▶ [Short exercise] Give back each entry unchanged, minus pictures.

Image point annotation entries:
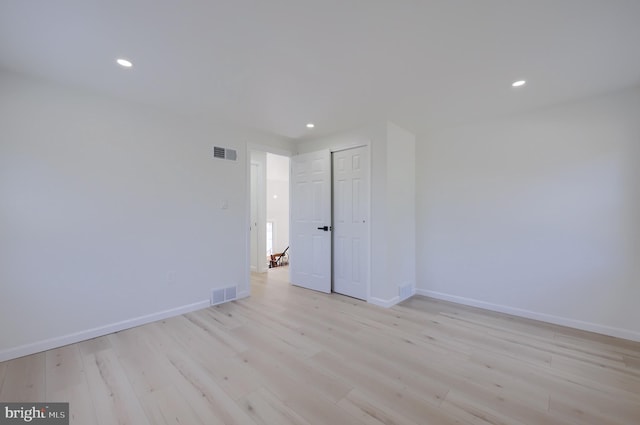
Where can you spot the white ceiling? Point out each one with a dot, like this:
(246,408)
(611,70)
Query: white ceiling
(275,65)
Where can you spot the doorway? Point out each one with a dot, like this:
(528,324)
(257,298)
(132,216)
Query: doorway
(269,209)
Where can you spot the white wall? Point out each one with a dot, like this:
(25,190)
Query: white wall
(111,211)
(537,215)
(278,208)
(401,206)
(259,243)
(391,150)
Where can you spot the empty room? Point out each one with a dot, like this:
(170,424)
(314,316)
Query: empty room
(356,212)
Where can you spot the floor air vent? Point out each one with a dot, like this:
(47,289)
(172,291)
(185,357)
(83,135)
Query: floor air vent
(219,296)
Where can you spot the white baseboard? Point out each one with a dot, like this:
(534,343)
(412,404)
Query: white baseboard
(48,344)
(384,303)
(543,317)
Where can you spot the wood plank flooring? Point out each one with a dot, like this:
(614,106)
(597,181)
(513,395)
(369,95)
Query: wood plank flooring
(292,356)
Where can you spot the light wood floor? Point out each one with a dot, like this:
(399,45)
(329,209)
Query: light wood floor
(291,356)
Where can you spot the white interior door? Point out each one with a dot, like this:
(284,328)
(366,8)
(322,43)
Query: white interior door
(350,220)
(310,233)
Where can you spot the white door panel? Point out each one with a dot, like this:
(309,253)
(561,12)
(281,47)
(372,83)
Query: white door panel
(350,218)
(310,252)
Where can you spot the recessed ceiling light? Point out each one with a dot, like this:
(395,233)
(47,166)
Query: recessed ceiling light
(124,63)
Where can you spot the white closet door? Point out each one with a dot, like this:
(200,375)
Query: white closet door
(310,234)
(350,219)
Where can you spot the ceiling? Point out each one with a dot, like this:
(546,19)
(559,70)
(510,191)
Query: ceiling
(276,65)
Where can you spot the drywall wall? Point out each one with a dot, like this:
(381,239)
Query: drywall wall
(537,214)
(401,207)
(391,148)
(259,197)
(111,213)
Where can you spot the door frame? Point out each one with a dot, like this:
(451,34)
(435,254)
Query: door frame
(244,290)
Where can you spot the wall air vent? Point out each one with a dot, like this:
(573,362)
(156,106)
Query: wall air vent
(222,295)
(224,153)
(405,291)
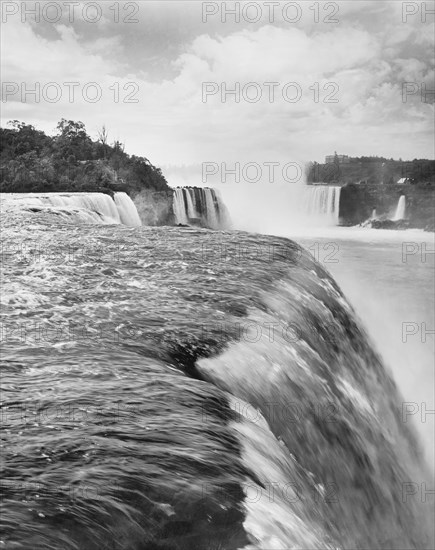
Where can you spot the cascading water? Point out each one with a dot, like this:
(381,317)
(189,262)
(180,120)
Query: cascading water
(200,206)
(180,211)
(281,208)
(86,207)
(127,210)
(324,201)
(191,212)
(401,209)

▶ [Output of the exercise]
Where can you spot the white ceiling? Point out each one with a dot, like this:
(246,408)
(611,70)
Query: white ceiling
(275,65)
Where can you spot the doorway? Point out each one with a dot, like this:
(528,324)
(257,298)
(132,216)
Query: doorway
(269,209)
Where can you spot the white wall? Point out each one with a dot, like this:
(25,190)
Query: white wall
(111,211)
(537,215)
(278,208)
(401,206)
(259,243)
(391,150)
Where can you spot the empty room? Point out each one with a dot, like this:
(170,424)
(314,316)
Query: empty room
(356,212)
Where can you spot the floor air vent? Point out each one with a dot, like this:
(47,289)
(172,291)
(185,357)
(83,135)
Query: floor air vent
(219,296)
Where can you spot the white baseboard? Point out each one with a dot, like this:
(534,343)
(412,404)
Query: white baseboard
(48,344)
(384,303)
(543,317)
Where can you spot the wood plank flooring? Point out each one with a dot, like this:
(614,106)
(597,181)
(513,395)
(369,95)
Query: wood plank flooring
(292,356)
Where can you spot the light wood floor? Point out each one with a dot, like this:
(399,45)
(329,209)
Query: light wood floor
(291,356)
Where can you spot the white interior door? Point out each one with a dot, like this:
(284,328)
(366,8)
(322,43)
Query: white interior door
(350,220)
(310,233)
Where can you spot the white door panel? Point out each one with a dot, like this:
(309,253)
(561,12)
(281,47)
(372,83)
Query: white door panel
(350,218)
(310,252)
Where can you spot the recessed ceiling light? Point out each one with a dot, like this:
(395,233)
(47,166)
Query: recessed ceiling light
(124,63)
Where can you spot the white closet door? Point out each one with a dot, like this:
(200,375)
Query: white closet door
(310,234)
(350,219)
Where can you spot the ceiling? Point out each one with a dot, like this:
(546,19)
(559,70)
(510,191)
Query: ceiling
(276,65)
Where can you spot the drywall wall? Point out each one with a dot, like this:
(381,239)
Query: drywall wall
(537,214)
(401,207)
(391,148)
(259,197)
(111,213)
Where can you spot the door frame? Point out each one with a dot, like this:
(451,34)
(435,254)
Query: door frame
(244,290)
Where can you spot the wall air vent? Point out each one with a dot, like this:
(573,362)
(156,106)
Query: wall air vent
(222,295)
(224,153)
(405,291)
Where can you spot the cascading water? Point out each one with a dot, like this:
(381,317)
(189,262)
(180,120)
Query: cascading water
(200,206)
(180,211)
(281,208)
(86,207)
(127,210)
(324,201)
(191,212)
(401,209)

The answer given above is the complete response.